-- AIM OF THE TASK --
Continue the blog post about vertical and horizontal Japanese writing, starting right after its last sentence.

There have been any number of proposals for visual alphabets, some quite recent. We might cite Bliss’s Semantography, Eckhaardt’s Safo, Janson’s Picto and Ota’s Locos Yet, as Noth has observed, these are all cases of pasigraphy (which we will discuss in a later chapter) rather than true languages. Besides, they are based on natural languages. Many, moreover, are mere lexical codes without any grammatical component (p. 175).

Crockford comments that semantography (Blissymbolics) does not belong to the class of visual alphabets that Eco is dismissing.

Eating sideways, writing sideways

Tuesday, January 18th, 2005


Foreign languages offer interesting, useful words, like gambari, with nuances and shades we sometimes cannot find in our own language, and it is not surprising that we end up borrowing them. Gambari has not entered English yet, but it should and probably will.

William Safire, our friendly NYT columnist whose ignorance of multilingual computing we pointed out in a recent post, recently took up this topic in his weekly column in the New York Times Magazine.

Introducing a Japanese example, he starts off with an astonishing assertion:

Many foreign languages are difficult for the Japanese to learn because their language is written vertically.

Now, I have heard many theories as to why Japanese should be so poor at learning foreign languages, but this one is brand new! For one thing, it’s based on a false assumption, that Japanese is written vertically. In fact, vertical Japanese is found only in novels, a few literary magazines, school textbooks, and station nameplates hanging vertically on pillars in train stations.

It’s true that Japanese was originally written vertically, as was Chinese of course, and I’ve been unable to find any information on why this might have been the case. What is known is that horizontal writing first appeared around the beginning of the Meiji period, and became widespread (in left-to-right form) after the war. The most common theory is that this is another example of the well-known Japanese inferiority complex vis-a-vis the West. Psychologists have found no evidence that either horizontal or vertical writing is superior from the cognitive standpoint.

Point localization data

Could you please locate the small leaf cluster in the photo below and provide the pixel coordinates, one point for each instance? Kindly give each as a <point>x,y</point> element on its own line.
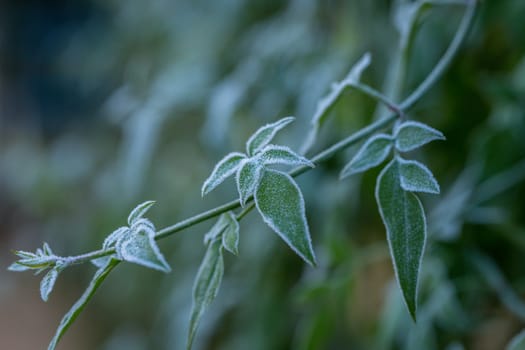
<point>277,196</point>
<point>136,243</point>
<point>400,209</point>
<point>223,235</point>
<point>41,260</point>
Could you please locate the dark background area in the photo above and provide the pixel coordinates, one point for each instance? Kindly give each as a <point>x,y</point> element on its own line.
<point>105,104</point>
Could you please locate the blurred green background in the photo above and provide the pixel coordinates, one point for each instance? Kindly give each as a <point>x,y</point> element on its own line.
<point>105,104</point>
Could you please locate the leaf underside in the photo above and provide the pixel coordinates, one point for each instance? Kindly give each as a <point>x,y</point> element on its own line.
<point>411,135</point>
<point>281,205</point>
<point>206,287</point>
<point>404,219</point>
<point>224,169</point>
<point>373,152</point>
<point>415,177</point>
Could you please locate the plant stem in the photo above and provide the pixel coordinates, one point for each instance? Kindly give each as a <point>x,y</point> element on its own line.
<point>353,139</point>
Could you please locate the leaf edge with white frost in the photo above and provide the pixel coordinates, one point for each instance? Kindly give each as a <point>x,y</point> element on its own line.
<point>409,296</point>
<point>411,184</point>
<point>125,246</point>
<point>246,188</point>
<point>230,236</point>
<point>408,145</point>
<point>211,287</point>
<point>226,167</point>
<point>255,143</point>
<point>139,211</point>
<point>305,249</point>
<point>365,154</point>
<point>286,157</point>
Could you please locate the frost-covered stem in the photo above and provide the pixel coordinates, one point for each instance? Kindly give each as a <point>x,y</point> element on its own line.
<point>353,139</point>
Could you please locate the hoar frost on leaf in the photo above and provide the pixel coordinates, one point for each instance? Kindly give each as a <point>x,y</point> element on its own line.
<point>206,286</point>
<point>264,135</point>
<point>373,152</point>
<point>411,135</point>
<point>405,222</point>
<point>248,176</point>
<point>273,154</point>
<point>281,205</point>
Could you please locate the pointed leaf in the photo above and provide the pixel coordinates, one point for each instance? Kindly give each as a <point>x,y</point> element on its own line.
<point>264,135</point>
<point>48,282</point>
<point>206,287</point>
<point>373,152</point>
<point>404,219</point>
<point>140,247</point>
<point>411,135</point>
<point>80,304</point>
<point>415,177</point>
<point>281,205</point>
<point>139,211</point>
<point>273,154</point>
<point>248,177</point>
<point>230,237</point>
<point>225,168</point>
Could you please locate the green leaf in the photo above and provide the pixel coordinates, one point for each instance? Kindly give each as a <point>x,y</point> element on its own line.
<point>273,154</point>
<point>264,135</point>
<point>325,105</point>
<point>80,304</point>
<point>230,236</point>
<point>404,219</point>
<point>48,282</point>
<point>140,247</point>
<point>206,287</point>
<point>248,177</point>
<point>411,135</point>
<point>225,168</point>
<point>415,177</point>
<point>139,211</point>
<point>517,342</point>
<point>281,205</point>
<point>373,152</point>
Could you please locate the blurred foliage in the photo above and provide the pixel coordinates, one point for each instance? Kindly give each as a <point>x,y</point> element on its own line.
<point>104,104</point>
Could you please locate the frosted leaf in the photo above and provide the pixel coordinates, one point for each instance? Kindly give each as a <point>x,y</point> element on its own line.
<point>411,135</point>
<point>115,236</point>
<point>415,177</point>
<point>230,236</point>
<point>273,154</point>
<point>140,247</point>
<point>327,103</point>
<point>139,212</point>
<point>48,282</point>
<point>281,205</point>
<point>264,135</point>
<point>248,177</point>
<point>225,168</point>
<point>404,219</point>
<point>80,304</point>
<point>373,152</point>
<point>206,286</point>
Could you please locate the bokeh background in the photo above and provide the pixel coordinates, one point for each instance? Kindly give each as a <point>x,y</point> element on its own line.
<point>105,104</point>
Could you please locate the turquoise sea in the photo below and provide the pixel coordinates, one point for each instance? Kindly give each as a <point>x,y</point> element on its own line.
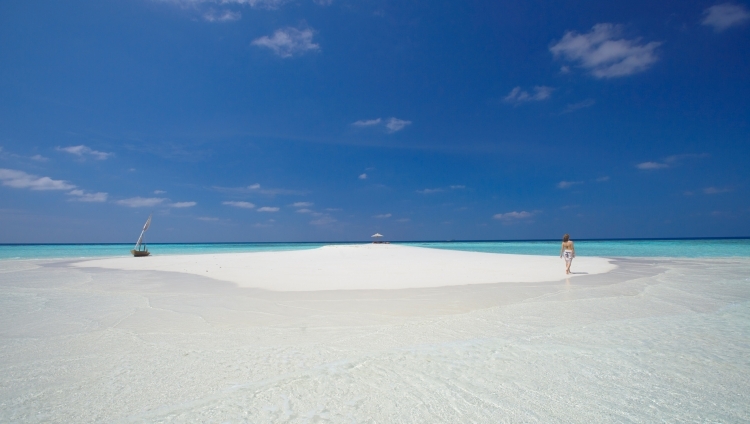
<point>681,248</point>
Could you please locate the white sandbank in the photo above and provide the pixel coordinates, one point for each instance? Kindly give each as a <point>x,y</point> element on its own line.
<point>360,267</point>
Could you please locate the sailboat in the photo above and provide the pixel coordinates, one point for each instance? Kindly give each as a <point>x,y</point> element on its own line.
<point>140,248</point>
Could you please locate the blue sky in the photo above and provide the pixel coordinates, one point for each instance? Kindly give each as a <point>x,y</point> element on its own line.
<point>252,120</point>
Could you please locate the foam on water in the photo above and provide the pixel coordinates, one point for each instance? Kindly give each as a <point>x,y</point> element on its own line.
<point>686,248</point>
<point>666,340</point>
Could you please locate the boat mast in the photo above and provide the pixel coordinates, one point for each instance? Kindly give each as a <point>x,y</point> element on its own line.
<point>145,227</point>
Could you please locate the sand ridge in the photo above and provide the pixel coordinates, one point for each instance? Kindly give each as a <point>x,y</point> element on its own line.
<point>360,267</point>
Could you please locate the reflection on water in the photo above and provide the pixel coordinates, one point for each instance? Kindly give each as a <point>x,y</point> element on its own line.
<point>616,248</point>
<point>96,346</point>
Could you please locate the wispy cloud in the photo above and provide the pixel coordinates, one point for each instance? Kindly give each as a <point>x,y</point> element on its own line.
<point>604,53</point>
<point>513,216</point>
<point>288,42</point>
<point>367,122</point>
<point>83,151</point>
<point>395,124</point>
<point>261,4</point>
<point>517,95</point>
<point>669,161</point>
<point>390,125</point>
<point>256,189</point>
<point>441,189</point>
<point>725,15</point>
<point>141,202</point>
<point>82,196</point>
<point>651,165</point>
<point>221,16</point>
<point>20,179</point>
<point>244,205</point>
<point>430,191</point>
<point>325,220</point>
<point>715,190</point>
<point>568,184</point>
<point>183,204</point>
<point>572,107</point>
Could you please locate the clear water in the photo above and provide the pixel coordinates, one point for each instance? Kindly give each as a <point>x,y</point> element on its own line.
<point>666,341</point>
<point>697,248</point>
<point>700,248</point>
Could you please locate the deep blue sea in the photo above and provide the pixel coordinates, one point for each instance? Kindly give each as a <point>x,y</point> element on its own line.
<point>682,248</point>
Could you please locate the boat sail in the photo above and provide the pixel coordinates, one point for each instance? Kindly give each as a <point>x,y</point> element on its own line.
<point>140,248</point>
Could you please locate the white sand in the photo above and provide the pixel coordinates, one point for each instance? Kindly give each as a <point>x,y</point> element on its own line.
<point>652,340</point>
<point>361,267</point>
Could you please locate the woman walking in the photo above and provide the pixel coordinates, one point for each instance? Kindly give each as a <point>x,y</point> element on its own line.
<point>568,251</point>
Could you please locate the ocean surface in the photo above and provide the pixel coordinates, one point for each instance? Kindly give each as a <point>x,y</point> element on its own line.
<point>681,248</point>
<point>655,340</point>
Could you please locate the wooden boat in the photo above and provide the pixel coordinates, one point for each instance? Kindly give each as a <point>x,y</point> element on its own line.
<point>140,248</point>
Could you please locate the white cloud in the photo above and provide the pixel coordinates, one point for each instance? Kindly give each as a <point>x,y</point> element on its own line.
<point>244,205</point>
<point>367,122</point>
<point>82,196</point>
<point>263,4</point>
<point>670,161</point>
<point>568,184</point>
<point>391,125</point>
<point>82,150</point>
<point>287,42</point>
<point>603,53</point>
<point>651,165</point>
<point>430,190</point>
<point>141,202</point>
<point>20,179</point>
<point>513,216</point>
<point>221,16</point>
<point>517,95</point>
<point>725,15</point>
<point>325,220</point>
<point>572,107</point>
<point>394,124</point>
<point>183,204</point>
<point>714,190</point>
<point>268,209</point>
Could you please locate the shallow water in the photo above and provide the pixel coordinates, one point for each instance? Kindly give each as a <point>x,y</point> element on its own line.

-- ANSWER BOX --
Off topic, but there may be cognitive differences between left-to-right and right-to-left writing. One researcher points out that since most humans are right-handed, left-to-right is a more natural direction, but in that case, why were the first written languages apparently right-to-left? One possibility is that writing was originally localized in the right hemisphere of the brain, and the shift to left-to-right writing (around the time of Greeks) coincided with a shift in hemispheric dominance for the literacy task (which is a huge topic in itself).

This would be consistent with the timing of the emergence of Chinese characters and the fact that the vertical columns in which they were written also went from right to left. Of course, writing with a brush instead of a quill eliminated some of the logistical problems with right-to-left writing, like dragging your sleeve through the ink you just put down on the paper.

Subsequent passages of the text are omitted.